THE TASK – Any picture among the records should be left out, please; retype the rest exactly.
=== MATERIAL FOR THIS EXERCISE ===
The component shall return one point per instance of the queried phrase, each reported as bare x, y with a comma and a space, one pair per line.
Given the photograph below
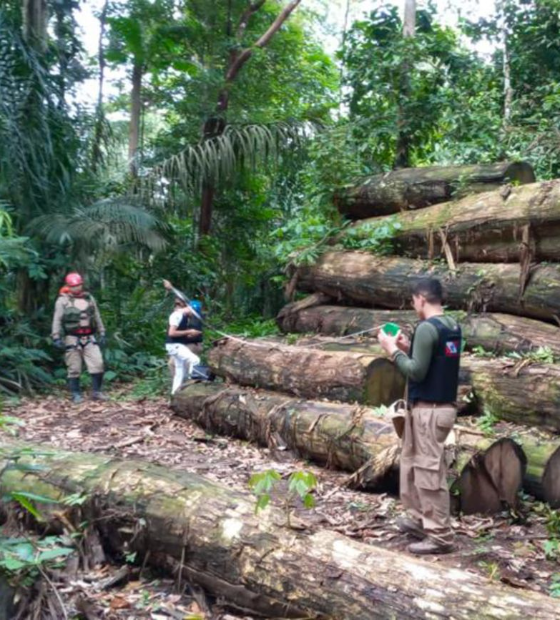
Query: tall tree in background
238, 57
402, 156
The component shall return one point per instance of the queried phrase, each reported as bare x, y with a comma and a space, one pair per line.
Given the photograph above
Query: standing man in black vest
431, 365
184, 333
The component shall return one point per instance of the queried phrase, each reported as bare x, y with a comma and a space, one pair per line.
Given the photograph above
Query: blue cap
196, 305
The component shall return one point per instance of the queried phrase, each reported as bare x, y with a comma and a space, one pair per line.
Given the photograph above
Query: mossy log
494, 227
364, 279
211, 535
542, 476
517, 391
487, 474
414, 188
495, 332
341, 436
310, 373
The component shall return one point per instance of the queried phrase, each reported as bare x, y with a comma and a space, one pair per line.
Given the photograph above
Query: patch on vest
452, 348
===
RESULT OF THE EXERCISE –
The component shall return one point per instance of the queried phrase, each reported as bare x, y with a comma and a space, one pair per line.
Given the photograph below
Query: tall tree in background
238, 57
402, 156
The component shall return one point per instance of the queried phrase, each reported as bare x, y with a comma and a space, one pair per line.
Given the photograph above
Query: standing man in black vest
431, 365
184, 333
The component shall return one point per instance of the queried phrase, each reported as bare x, y with a comma and a space, one pair per line.
Given the photograph above
Query: blue cap
196, 305
The component shall return one point per instance of the queried phrase, each reported as bare x, y with a comma and a space, one pair per line.
Given the photograph above
Query: mossy log
494, 227
364, 279
211, 535
542, 476
517, 391
487, 474
414, 188
495, 332
341, 436
310, 373
The component shall return one point per instance of the queried phrase, each reported as bare x, y with a comma and a space, one pair per line.
Given the photograph above
Query: patch on vest
452, 348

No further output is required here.